======== TEXT SECTION

- Location: 44°30′48″N 88°0′57″W﻿ / ﻿44.51333°N 88.01583°W Green Bay, Wisconsin, U.S.
- Date: February 21, 2022
- Attack type: Murder by strangulation, rape, dismemberment
- Weapon: Chain, knives
- Victim: Shad Thyrion
- Perpetrator: Taylor Schabusiness
- Motive: Sexual gratification
- Verdict: Guilty on all charges
- Convictions: First-degree intentional homicide; Mutilating a corpse; Third-degree sexual assault;
- Judge: Thomas Walsh
- Sentence: Life imprisonment without the possibility of parole, plus 10+1⁄2 years

= Murder of Shad Thyrion =

2022 murder in Wisconsin, US

Between February 21, 2022 and February 23, 2022, Shad Thyrion, a 24-year-old American man, was murdered and dismembered by his lover, Taylor Schabusiness. Thyrion's severed head was discovered by his mother, Tara Pakanich, in a bucket in the basement of their family home in Green Bay, Wisconsin. Other severed body parts, including Thyrion's bisected torso in a storage tote, were later discovered by police.

Schabusiness, who was involved in a sexual relationship with Thyrion, admitted to strangling him to death during sexual intercourse while they were both intoxicated with methamphetamine and prescription drugs. She continued to have sex with Thyrion's body before dismembering, removing internal organs from, and mutilating it.

Schabusiness was arrested and charged with murder, mutilating a corpse, and rape. On July 26, 2023, a jury convicted her on all three counts. Sentencing took place on September 26 with Schabusiness sentenced to life in prison without the possibility of parole.

================

> _SHORT PROBLEM 1_
Answer these from the murder article:
(a) Which judge is listed?
(b) Where was Thyrion's severed head found?
(c) On what date did the jury convict Schabusiness?
The entries that come next have no connection to the murder article.

======== PROVIDED ENTRIES

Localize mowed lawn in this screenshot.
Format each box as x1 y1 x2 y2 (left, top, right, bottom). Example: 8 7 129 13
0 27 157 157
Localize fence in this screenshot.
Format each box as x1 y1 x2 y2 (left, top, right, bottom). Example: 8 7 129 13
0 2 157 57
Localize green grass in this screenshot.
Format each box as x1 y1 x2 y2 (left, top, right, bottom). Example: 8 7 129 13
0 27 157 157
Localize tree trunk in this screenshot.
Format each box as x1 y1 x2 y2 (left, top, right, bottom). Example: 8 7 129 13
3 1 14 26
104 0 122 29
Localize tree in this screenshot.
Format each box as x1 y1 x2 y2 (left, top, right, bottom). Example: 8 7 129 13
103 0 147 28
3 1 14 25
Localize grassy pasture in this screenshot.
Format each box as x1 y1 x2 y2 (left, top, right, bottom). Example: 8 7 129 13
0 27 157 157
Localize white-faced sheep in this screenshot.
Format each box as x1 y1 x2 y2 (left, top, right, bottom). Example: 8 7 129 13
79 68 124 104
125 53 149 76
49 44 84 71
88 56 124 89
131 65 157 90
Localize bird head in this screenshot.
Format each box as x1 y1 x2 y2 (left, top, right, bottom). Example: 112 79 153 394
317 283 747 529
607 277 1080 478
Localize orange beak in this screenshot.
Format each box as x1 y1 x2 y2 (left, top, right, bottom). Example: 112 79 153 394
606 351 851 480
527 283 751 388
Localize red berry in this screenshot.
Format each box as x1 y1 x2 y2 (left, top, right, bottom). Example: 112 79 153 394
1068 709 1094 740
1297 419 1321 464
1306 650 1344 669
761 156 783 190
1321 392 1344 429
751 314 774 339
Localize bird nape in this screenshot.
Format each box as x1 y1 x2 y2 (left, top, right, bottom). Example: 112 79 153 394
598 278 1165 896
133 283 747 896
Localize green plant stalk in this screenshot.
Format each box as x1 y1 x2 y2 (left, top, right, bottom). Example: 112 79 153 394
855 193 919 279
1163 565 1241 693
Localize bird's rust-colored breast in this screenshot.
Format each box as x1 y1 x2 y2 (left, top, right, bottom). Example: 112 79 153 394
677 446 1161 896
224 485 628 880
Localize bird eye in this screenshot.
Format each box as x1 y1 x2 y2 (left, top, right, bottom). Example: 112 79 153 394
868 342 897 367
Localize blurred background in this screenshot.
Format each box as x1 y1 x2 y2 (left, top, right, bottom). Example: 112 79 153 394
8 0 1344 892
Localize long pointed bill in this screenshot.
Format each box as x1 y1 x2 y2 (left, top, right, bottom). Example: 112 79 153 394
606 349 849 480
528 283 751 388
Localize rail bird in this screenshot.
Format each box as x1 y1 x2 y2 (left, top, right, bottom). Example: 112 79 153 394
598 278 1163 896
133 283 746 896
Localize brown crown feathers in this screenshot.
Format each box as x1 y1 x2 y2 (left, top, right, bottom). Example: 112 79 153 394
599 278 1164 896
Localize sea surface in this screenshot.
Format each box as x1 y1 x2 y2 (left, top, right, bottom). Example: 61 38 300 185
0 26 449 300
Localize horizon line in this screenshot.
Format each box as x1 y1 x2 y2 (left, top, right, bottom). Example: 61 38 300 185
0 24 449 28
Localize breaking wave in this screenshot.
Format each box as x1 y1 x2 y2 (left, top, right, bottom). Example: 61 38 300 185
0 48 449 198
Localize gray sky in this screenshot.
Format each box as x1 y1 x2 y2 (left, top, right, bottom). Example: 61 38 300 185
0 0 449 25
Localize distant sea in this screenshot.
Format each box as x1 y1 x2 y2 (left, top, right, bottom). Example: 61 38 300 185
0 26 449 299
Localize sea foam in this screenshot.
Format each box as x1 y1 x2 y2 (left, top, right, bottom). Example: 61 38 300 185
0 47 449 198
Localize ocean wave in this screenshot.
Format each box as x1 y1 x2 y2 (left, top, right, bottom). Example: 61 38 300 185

================

> _SHORT PROBLEM 2_
Extract lines from the entries, beginning at the line that has "Localize sea surface in this screenshot." and stopping after the one that has "0 48 449 198".

> _FULL ANSWER 1_
(a) Thomas Walsh
(b) In a bucket in the basement of the family home in Green Bay, Wisconsin
(c) July 26, 2023

> _FULL ANSWER 2_
Localize sea surface in this screenshot.
Format each box as x1 y1 x2 y2 (left, top, right, bottom). Example: 61 38 300 185
0 26 449 300
Localize horizon line in this screenshot.
Format each box as x1 y1 x2 y2 (left, top, right, bottom). Example: 61 38 300 185
0 24 449 28
Localize breaking wave in this screenshot.
Format each box as x1 y1 x2 y2 (left, top, right, bottom). Example: 61 38 300 185
0 48 449 198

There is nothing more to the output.